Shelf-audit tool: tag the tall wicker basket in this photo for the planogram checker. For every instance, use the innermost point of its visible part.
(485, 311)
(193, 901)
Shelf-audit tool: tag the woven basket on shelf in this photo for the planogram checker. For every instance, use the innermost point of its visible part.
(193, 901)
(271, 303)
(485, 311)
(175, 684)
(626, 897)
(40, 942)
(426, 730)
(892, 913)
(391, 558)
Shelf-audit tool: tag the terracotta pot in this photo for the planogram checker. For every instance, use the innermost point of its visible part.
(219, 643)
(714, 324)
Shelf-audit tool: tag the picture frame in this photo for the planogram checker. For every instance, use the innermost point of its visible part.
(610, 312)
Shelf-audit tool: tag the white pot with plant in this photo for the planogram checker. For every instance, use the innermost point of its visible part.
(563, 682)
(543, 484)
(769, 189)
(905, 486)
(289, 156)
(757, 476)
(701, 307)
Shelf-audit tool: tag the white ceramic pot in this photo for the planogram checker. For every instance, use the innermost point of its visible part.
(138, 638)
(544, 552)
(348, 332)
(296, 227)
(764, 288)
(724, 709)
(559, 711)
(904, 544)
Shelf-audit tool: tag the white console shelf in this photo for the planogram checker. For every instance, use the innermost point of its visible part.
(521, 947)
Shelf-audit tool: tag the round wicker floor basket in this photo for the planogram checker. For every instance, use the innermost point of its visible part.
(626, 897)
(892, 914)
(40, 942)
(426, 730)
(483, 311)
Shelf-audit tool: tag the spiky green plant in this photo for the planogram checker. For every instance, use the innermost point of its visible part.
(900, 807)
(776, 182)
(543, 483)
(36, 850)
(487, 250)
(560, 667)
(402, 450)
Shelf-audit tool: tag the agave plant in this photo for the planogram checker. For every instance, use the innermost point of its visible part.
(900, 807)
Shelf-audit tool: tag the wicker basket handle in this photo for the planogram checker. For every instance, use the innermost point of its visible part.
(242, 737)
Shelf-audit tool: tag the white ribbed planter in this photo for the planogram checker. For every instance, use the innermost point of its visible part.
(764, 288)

* * * * *

### Stated exercise
Copy every one of the records above, replacing "planogram checker" with "layout checker" and leaving everything else unchanged.

### The result
Shelf-audit tool: tag the tall wicker basket in this photo for the layout checker. For every instance, use the innermost point of its visible part.
(485, 311)
(193, 901)
Shelf-audit tool: tag the woven basket on shelf in this photo for the layout checker. For every instance, use the innermost point of its visible part.
(193, 901)
(271, 303)
(485, 311)
(175, 684)
(626, 897)
(40, 942)
(426, 730)
(892, 913)
(391, 558)
Shelf-audit tool: tag the terracotta pot in this photo for the layout checker. For every instance, use the innermost point of its visible part.
(219, 643)
(714, 324)
Shelf-audit tool: tag the picture frame in this photo for the layout checker. For every instance, use the innermost point of its visible part.
(610, 312)
Shelf-audit tool: tag the white pot with plant in this photo for the layout checker. For every instance, use the innermost point of its visible part.
(563, 682)
(543, 484)
(769, 189)
(905, 486)
(289, 156)
(757, 476)
(701, 307)
Shelf-audit tool: tag the white ceramic pot in this photo for the layout checker. For every instance, use the innermost point of its visible part.
(138, 638)
(544, 552)
(348, 332)
(296, 227)
(764, 288)
(724, 709)
(559, 711)
(904, 544)
Shelf-audit tool: tag the white console shelf in this photo for the layout checker. For every instance, use the innermost point of its visible part.
(521, 947)
Shelf-audit tool: tag the round wicker floor basket in this photo for the layout checker. For every instance, use the innermost point of its visible part.
(626, 897)
(892, 914)
(40, 942)
(426, 730)
(483, 311)
Shelf-audit tool: tag the spiky green plant in this photo for the layout checker. For every instance, use the innermost point of its visible part.
(900, 807)
(776, 182)
(543, 483)
(36, 850)
(487, 250)
(560, 667)
(402, 450)
Shelf-audit tool: tag the agave plant in this photo for the layout checker. For every instance, use the innermost point of its visible part.
(900, 807)
Shelf-audit tool: tag the wicker basket handle in this photo for the layout checker. For every instance, use the innermost point of its visible part.
(242, 737)
Shelf-audit tool: tag the white ribbed planter in this photo for the layout checker. For every instance, use the innermost point of its visible part.
(764, 288)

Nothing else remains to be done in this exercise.